PAGE TEXT —
# Colors in Plastisol Transfers



## crazyraymond (Jun 30, 2009)

I run a small t-shirt website - normally, I don't do much in the way of custom orders outside of the type of shirts that I already produce, but I was approached by a friend yesterday who needs something that's a bit out of my league, but I said I would help.

I use vinyl for all of my shirts, but this design looks like vinyl isn't going to work. I know a little bit about plastisol transfers, but not enough to know for 100% if they'll work either.

The design is [media]http://www.one-word-tees.com/images/deb-shirts.jpg[/media] - I believe she's looking to have this at about 11in wide. 

Is this something that could be done with plastisol transfers? If not, can anyone recommend a better method? I had been thinking of regular inkjet transfers, but I think that would limit me to only printing on white shirts, since the image includes some white. I believe they're looking for about 25 of them - but if this goes well, there's another 20 of a different design (that they want on blue shirts, so I think that rules out the inkjet transfers) that would be coming down the line a bit later.

DIRECTIVE —
Continue the forum thread about colors in plastisol transfers from the point where it stops.

EXCERPTED DATA —
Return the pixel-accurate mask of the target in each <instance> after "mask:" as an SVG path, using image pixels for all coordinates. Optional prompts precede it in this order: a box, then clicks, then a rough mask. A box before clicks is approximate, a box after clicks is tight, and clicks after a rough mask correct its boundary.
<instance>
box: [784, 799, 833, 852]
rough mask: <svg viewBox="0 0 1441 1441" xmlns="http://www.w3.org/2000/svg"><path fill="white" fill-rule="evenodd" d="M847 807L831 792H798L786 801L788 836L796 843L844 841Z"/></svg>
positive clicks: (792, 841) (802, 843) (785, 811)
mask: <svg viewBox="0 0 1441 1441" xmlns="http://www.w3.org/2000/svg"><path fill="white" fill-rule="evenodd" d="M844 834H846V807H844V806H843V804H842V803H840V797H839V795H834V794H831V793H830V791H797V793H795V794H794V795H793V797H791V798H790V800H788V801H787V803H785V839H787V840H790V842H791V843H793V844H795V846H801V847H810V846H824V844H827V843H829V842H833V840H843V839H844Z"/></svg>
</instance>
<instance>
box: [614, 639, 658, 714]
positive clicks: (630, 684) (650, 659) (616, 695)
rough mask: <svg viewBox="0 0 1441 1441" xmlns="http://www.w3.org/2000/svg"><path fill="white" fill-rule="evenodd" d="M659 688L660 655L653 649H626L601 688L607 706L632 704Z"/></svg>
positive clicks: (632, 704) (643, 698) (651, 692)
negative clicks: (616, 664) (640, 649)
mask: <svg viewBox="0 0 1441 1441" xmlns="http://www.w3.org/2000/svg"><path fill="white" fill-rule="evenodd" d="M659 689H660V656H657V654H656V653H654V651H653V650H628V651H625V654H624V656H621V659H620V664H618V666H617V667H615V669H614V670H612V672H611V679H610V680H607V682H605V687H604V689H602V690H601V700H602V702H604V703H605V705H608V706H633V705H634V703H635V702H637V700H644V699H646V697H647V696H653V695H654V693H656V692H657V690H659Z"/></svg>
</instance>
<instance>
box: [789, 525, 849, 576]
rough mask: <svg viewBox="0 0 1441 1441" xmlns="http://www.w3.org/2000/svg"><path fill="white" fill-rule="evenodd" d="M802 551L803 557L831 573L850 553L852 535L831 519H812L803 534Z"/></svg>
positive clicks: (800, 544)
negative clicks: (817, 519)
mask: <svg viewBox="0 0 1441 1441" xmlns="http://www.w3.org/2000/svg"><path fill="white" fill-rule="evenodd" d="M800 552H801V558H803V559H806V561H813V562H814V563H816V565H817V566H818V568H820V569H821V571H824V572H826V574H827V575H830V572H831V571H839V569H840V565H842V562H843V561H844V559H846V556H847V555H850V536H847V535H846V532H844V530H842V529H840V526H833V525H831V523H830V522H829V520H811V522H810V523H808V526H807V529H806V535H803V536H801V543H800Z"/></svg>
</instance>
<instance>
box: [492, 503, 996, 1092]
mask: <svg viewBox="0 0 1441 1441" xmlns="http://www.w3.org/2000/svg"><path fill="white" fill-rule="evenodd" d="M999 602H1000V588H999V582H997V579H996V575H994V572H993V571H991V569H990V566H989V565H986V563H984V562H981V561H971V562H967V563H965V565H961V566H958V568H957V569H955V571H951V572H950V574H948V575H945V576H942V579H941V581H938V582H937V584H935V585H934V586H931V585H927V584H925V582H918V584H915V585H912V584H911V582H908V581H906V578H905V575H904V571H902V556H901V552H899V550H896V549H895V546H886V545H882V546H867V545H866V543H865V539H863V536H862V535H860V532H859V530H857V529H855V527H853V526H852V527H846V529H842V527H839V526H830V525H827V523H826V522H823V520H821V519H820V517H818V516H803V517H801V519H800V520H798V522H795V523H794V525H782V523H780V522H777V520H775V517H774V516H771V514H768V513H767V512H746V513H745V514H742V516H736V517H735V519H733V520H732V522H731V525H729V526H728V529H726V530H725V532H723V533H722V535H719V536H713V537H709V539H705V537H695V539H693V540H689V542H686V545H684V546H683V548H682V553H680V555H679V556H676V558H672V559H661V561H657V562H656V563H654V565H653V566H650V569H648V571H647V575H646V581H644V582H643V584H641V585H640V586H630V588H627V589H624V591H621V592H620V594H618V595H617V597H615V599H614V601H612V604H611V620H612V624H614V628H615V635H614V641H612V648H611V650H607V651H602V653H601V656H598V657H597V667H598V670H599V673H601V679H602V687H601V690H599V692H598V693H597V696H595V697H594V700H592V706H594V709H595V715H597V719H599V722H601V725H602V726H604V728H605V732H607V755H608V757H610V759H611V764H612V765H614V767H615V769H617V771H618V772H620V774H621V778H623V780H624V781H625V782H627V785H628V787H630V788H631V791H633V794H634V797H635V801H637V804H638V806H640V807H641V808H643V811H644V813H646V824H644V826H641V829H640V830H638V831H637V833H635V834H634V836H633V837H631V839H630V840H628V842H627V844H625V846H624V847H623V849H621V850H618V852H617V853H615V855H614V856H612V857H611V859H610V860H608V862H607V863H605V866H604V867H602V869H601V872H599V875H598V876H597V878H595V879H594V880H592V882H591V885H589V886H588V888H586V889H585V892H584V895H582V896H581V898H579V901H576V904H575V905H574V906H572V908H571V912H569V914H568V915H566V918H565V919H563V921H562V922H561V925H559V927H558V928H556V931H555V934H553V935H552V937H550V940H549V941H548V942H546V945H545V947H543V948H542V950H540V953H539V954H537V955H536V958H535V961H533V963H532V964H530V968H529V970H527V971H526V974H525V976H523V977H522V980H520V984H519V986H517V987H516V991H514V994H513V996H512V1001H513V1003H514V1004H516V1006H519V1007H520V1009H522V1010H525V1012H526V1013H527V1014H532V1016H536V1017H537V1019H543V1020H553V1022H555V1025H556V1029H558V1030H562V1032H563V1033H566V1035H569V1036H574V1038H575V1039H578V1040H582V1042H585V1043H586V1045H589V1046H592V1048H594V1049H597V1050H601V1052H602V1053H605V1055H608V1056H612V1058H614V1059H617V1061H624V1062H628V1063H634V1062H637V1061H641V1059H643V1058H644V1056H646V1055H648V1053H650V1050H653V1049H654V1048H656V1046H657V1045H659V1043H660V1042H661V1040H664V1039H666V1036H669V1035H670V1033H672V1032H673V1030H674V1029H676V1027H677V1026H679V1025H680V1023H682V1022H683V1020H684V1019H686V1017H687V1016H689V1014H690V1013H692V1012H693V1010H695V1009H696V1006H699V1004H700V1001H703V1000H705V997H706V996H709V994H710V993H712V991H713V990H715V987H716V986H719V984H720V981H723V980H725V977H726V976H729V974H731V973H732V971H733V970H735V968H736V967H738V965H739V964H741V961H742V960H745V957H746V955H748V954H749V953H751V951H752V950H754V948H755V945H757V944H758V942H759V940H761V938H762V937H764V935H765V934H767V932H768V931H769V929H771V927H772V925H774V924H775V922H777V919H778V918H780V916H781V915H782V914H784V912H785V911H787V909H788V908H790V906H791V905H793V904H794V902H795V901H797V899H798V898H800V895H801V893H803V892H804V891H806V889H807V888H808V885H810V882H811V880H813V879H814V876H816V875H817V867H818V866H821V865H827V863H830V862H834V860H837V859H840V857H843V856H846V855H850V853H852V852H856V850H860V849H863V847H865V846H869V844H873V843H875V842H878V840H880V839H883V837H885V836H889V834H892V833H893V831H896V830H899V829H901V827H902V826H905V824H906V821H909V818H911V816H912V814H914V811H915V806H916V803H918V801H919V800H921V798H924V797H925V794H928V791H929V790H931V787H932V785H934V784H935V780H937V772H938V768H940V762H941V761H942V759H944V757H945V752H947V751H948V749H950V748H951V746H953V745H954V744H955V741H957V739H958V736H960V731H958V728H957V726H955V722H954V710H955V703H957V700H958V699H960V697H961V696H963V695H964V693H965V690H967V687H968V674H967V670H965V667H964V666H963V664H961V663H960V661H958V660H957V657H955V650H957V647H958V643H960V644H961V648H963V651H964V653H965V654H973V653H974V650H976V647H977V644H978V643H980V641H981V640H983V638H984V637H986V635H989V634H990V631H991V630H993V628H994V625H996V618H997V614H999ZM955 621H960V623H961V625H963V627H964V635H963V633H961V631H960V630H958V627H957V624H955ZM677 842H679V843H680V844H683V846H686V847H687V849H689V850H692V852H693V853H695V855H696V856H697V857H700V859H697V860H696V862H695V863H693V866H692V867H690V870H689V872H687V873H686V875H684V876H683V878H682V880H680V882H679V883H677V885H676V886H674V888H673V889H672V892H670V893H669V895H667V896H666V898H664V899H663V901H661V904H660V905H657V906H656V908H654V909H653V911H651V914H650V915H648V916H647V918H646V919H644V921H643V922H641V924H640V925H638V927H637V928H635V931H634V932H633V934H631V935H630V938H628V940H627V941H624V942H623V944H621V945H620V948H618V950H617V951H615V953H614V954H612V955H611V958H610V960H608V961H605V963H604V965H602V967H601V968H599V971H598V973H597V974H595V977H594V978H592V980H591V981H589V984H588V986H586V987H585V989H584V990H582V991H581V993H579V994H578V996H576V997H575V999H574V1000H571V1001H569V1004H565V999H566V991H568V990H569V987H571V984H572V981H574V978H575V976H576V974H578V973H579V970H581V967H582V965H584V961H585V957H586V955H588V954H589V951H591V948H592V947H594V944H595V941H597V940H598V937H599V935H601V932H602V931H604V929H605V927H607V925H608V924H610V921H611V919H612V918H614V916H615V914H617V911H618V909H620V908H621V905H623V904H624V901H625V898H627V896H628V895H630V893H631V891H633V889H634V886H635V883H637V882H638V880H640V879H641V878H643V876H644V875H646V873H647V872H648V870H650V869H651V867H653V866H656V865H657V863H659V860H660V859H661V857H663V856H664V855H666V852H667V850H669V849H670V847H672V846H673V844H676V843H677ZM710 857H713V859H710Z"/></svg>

TASK RESULT —
Since it's for a friend of mine, and it's someone running for office, I'm either going to eat the cost and donate the shirts, or give them to her at cost, so price is a factor, since it's coming out of my pocket one way or another. 

Anyway, as I'm sure is obvious, I'm in a bit over my head. Any suggestions would be most appreciated.

Thanks!!


----------



## thutch15 (Sep 8, 2008)

crazyraymond said:


> I run a small t-shirt website - normally, I don't do much in the way of custom orders outside of the type of shirts that I already produce, but I was approached by a friend yesterday who needs something that's a bit out of my league, but I said I would help.
> 
> I use vinyl for all of my shirts, but this design looks like vinyl isn't going to work. I know a little bit about plastisol transfers, but not enough to know for 100% if they'll work either.
> 
> ...


That looks like a pretty basic 4 color design (if on white)... I would think you could easily have transfers made or outsource to someone to direct screen print.


----------



## chobay (Aug 4, 2009)

crazyraymond said:


> I run a small t-shirt website - normally, I don't do much in the way of custom orders outside of the type of shirts that I already produce, but I was approached by a friend yesterday who needs something that's a bit out of my league, but I said I would help.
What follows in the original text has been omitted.